### What is required
Print the records below word for word, but leave out the pictures.

□ □ □ □ □

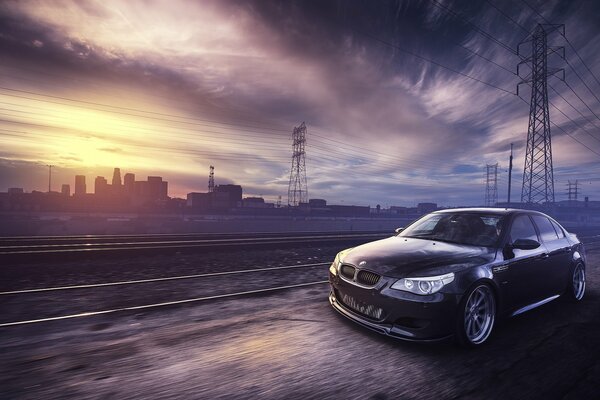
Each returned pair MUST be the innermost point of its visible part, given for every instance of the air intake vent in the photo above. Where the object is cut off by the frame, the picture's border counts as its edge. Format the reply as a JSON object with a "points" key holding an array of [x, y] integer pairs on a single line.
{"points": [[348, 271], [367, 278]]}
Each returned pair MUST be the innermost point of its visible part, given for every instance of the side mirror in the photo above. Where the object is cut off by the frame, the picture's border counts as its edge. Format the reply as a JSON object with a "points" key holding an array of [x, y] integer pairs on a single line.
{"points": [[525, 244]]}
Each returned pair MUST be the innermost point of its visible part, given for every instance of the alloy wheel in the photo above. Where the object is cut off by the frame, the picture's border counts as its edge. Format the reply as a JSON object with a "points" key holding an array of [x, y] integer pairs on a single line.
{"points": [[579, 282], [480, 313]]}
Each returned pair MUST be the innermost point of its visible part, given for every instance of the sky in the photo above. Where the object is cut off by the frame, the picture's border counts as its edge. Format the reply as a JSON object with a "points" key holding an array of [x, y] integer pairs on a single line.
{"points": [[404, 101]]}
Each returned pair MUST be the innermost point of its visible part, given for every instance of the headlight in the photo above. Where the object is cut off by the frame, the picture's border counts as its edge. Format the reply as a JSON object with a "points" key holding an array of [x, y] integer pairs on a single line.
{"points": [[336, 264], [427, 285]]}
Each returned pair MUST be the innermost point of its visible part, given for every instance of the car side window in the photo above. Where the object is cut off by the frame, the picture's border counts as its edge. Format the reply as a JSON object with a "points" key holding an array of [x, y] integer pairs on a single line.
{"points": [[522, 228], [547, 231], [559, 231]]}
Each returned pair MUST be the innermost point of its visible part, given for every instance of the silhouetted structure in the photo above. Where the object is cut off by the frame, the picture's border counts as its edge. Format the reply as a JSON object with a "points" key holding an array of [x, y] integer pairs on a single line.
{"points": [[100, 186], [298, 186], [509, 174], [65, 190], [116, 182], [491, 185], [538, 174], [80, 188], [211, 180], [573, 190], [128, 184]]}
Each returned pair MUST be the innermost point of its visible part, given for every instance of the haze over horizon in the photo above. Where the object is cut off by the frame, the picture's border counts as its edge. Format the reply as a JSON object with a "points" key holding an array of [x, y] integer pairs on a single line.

□ □ □ □ □

### Correct output
Each returned pair MUST be the innermost point of its visible part, given for every instance of the air intake vent in the photo above. Where the object is cut off by the frame, the picture's border counts as its edge. Format the reply as a JSON object with a "points" key holding an array of [x, y] integer pairs on a single line.
{"points": [[348, 271], [367, 278]]}
Each returned pair MUST be the innermost point of its visible part, given for every instance of the side mirror in the photo above. Where the object is cut off by the frame, the picture's border counts as its edge. Format the reply as a JSON object with a "points" key holding an array of [x, y] integer pairs on a single line.
{"points": [[525, 244]]}
Each returned pair MUST be the innermost point of its visible part, given for every instance of the alloy wheel in the photo above. Where the object is cut off by the frame, the picture's border counts as its edge. Format the reply as a JSON object with a "points" key holding an array of [x, y] integer pairs on a single line.
{"points": [[579, 282], [480, 313]]}
Each returned pair MUST be the innermost point of its visible part, given for every instance of the sky in the photo above. Where the object is cut off by the frame, the picture's border counts as its edge. Format the reply as a JSON object with a "points" key holding an array of [x, y] integer pairs on a single line.
{"points": [[404, 101]]}
Each returned pair MUST be the innermost point of its visible part, given for every instance of the headlight in the photo above. Where the object is cut off by the frame, the picture's border counts as its edge. Format the reply as a JSON object with a "points" key holding an array of [x, y] integer pairs on a single line.
{"points": [[336, 264], [427, 285]]}
Each returned pair MUST be the innermost point of its visible part, given for every instance of the car side window in the photo above. Where the object is cut off by the frame, the picture's border counts as its edge. Format the reply as a JSON object with a "points" key holding an array of [x, y] integer pairs on a single line.
{"points": [[522, 228], [547, 231], [559, 231]]}
Each returned pair MUST be the innermost point of its visible part, given for every instance of the silhouetted structure in the photo above. Where the object is cut off by the frame, the picture's border counts as its edge. Format the reply as a JSON object with a "points" key holding an array of [x, y] integer pairs on a single line.
{"points": [[100, 186], [298, 186], [509, 174], [65, 190], [116, 182], [491, 185], [538, 174], [80, 188], [211, 180], [573, 190], [128, 184]]}
Each returned pair MUST be the innermost point of its visible part, given for every instance of the haze over horizon in the photo above. Where the object is cut off by the frame, the picture's border counts as its edge. Format the reply as a JSON object with a "points" key holding an array of [x, y] integer pairs on a single line.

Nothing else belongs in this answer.